• Short problem: Rewrite every one of the rows below, replacing "innermost point" with "central point" and keeping everything else the same. Omit the pictures from your answer.

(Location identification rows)

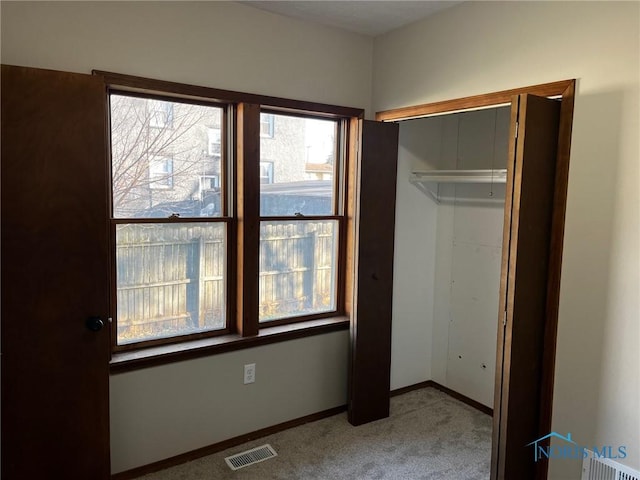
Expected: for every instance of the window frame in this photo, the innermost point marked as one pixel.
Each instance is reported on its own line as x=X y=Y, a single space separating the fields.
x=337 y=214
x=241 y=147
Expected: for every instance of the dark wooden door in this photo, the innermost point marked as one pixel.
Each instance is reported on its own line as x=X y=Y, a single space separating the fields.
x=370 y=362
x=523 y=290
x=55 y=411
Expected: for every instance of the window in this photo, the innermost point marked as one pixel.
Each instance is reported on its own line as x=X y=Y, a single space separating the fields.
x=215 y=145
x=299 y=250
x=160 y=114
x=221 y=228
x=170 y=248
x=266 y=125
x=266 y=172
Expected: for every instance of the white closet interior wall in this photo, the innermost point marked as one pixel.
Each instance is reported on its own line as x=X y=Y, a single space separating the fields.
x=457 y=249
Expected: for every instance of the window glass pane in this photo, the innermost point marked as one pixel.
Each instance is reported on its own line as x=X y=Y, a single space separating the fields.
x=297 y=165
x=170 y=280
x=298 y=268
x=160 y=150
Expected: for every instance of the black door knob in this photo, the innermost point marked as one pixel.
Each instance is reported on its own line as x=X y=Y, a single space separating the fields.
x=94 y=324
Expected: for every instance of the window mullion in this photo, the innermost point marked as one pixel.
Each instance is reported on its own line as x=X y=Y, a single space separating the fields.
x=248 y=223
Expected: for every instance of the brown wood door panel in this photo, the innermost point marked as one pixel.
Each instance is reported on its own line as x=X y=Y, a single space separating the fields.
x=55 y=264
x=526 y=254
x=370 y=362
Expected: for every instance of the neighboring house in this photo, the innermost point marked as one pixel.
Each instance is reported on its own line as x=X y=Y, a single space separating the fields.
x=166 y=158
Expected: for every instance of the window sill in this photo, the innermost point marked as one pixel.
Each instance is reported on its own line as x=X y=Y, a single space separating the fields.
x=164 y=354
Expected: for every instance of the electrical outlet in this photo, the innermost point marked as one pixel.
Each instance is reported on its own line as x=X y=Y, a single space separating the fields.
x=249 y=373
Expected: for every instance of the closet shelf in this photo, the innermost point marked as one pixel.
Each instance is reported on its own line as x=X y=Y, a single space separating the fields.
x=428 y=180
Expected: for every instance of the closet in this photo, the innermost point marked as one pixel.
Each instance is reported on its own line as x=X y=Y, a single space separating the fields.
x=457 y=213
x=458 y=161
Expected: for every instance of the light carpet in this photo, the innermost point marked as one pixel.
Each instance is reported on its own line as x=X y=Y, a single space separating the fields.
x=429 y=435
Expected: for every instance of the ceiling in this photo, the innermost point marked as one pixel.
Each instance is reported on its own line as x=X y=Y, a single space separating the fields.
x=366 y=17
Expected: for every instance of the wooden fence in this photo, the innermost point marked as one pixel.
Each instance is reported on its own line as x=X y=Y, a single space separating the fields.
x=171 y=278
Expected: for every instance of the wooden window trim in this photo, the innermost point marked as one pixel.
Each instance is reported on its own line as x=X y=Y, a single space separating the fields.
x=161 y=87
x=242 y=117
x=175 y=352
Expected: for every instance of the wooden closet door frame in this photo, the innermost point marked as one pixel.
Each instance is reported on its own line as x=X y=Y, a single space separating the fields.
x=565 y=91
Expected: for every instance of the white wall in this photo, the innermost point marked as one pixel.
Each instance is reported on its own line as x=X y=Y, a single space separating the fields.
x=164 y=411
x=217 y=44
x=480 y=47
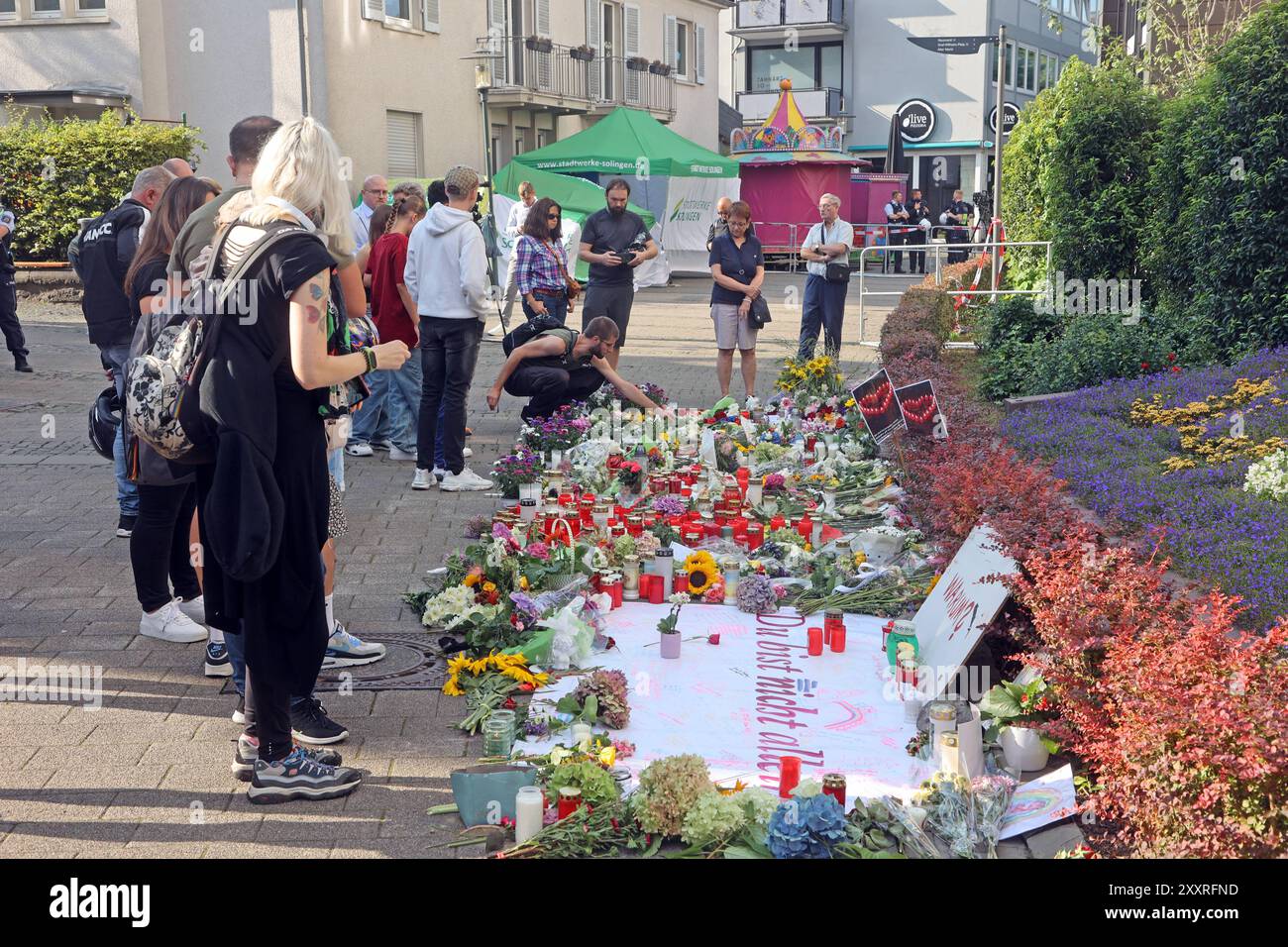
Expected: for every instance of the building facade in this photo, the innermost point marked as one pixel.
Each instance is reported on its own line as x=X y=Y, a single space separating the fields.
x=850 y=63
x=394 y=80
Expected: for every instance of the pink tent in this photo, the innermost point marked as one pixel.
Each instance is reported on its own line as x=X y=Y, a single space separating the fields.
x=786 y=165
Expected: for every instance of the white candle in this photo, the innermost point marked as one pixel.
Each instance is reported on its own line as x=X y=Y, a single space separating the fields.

• Task answer:
Expected: for every instance of the window frame in this photo, the central point marked as one pixel.
Each instance is reported on its own line as x=X y=Y, a single space separating the fields.
x=337 y=214
x=241 y=147
Expected: for every instance of the dark wooden door in this photo, the central point marked as one pixel.
Each instance is reported on its own line as x=X y=Y, a single space separating the fields.
x=370 y=362
x=523 y=290
x=55 y=411
Expected: for every instance of the window in this photo, the central point marked as one pixel.
Each instance is reported on its own line as x=X y=Y, a single space separating the fields.
x=215 y=145
x=299 y=250
x=160 y=114
x=221 y=228
x=170 y=248
x=266 y=125
x=266 y=172
Expected: for every instance of the white closet interior wall in this photo, the central point marked as one pixel.
Each instance is reported on its own line as x=X y=Y, a single space separating the fields.
x=457 y=249
Expected: for every instance of the window glass pane in this photo, the central point marked as one pixel.
Each instance is reported on its own line as x=X y=Y, a single space separating the fields.
x=297 y=165
x=170 y=280
x=298 y=268
x=160 y=150
Expected: for every instance of the black door knob in this photo, the central point marked as one pixel.
Each instance is reported on its own line as x=X y=Y, a single space separating the fields.
x=94 y=324
Expected: for every instance of the window mullion in this photo, the central point marked as one pixel.
Each instance is reported on its own line as x=X y=Y, a single space separating the fields.
x=248 y=223
Expected: for every instance of the brown wood door panel in this photo, the central point marked as one pixel.
Each instance is reported on its own line as x=X y=Y, a single space separating the fields.
x=55 y=264
x=526 y=254
x=370 y=362
Expected: for every instance of the neighboring house in this photo, the central point marked as one pixel.
Each instance is reported on its own line as x=X y=Y, a single space separating the fields.
x=166 y=158
Expected: for every instance of the window sill in this photo, the central point marked as one pixel.
Each instance is reported on its own line as x=X y=Y, a single space separating the fields.
x=164 y=354
Expected: for every instance of the electrical outlet in this photo, the central point marked as one pixel.
Each instance is reported on its own line as x=X y=Y, a single space separating the fields.
x=249 y=373
Expected: for every instance of the closet shelf in this photo, the central point marked as one pixel.
Each instance is reported on its own line as x=X y=Y, a single space separating the fields.
x=428 y=180
Expected: for every instance of the closet in this photo, the central point marked as one pixel.
Each instance is reported on its own line as x=X y=Y, a single space separating the fields.
x=457 y=213
x=458 y=161
Expected: for every instance of the light carpet in this photo, the central point marked as one pixel.
Each instance is reported on its own line as x=X y=Y, a single space separating the fields.
x=429 y=435
Expected: for every instance of the ceiling in this photo, the central point marked as one pixel.
Each instance is reported on its own line as x=X y=Y, a single space separating the fields.
x=366 y=17
Expected: for every instance of the wooden fence in this photo, the central point marked as one pixel.
Each instance is reported on its own line as x=X y=Y, a single space separating the fields.
x=171 y=278
Expected: for every instance of the wooden window trim in this photo, the central point marked as one pixel.
Each instance is reported on its own line as x=X y=Y, a single space separating the fields.
x=161 y=87
x=242 y=117
x=175 y=352
Expected: for every instance of the wooden closet door frame in this photo, the central point marked as one pixel.
Each instance is reported on its own line as x=X y=Y, a single space separating the fields.
x=565 y=91
Expected: for every instance of the white wall in this photo, the central point marked as one pixel.
Each instance is reported on its own line as x=X y=Y, a single space separating the fields.
x=164 y=411
x=217 y=44
x=480 y=47
Expected: for every instance of the building facade in this photo, the central point marked as one pixel.
Each instance is reported on its own line as x=X y=Y, a single space separating the fields.
x=850 y=63
x=394 y=80
Expected: for every instance of the pink tent in this photo, the central point marked as one pixel.
Each instance is reported on its own line as x=X y=Y, a single space separating the fields.
x=786 y=165
Expected: for every instance of the white candle in this photo, the central point marked as one pixel.
Each instance is reported on its own line as x=X y=Y, a single space separating the fields.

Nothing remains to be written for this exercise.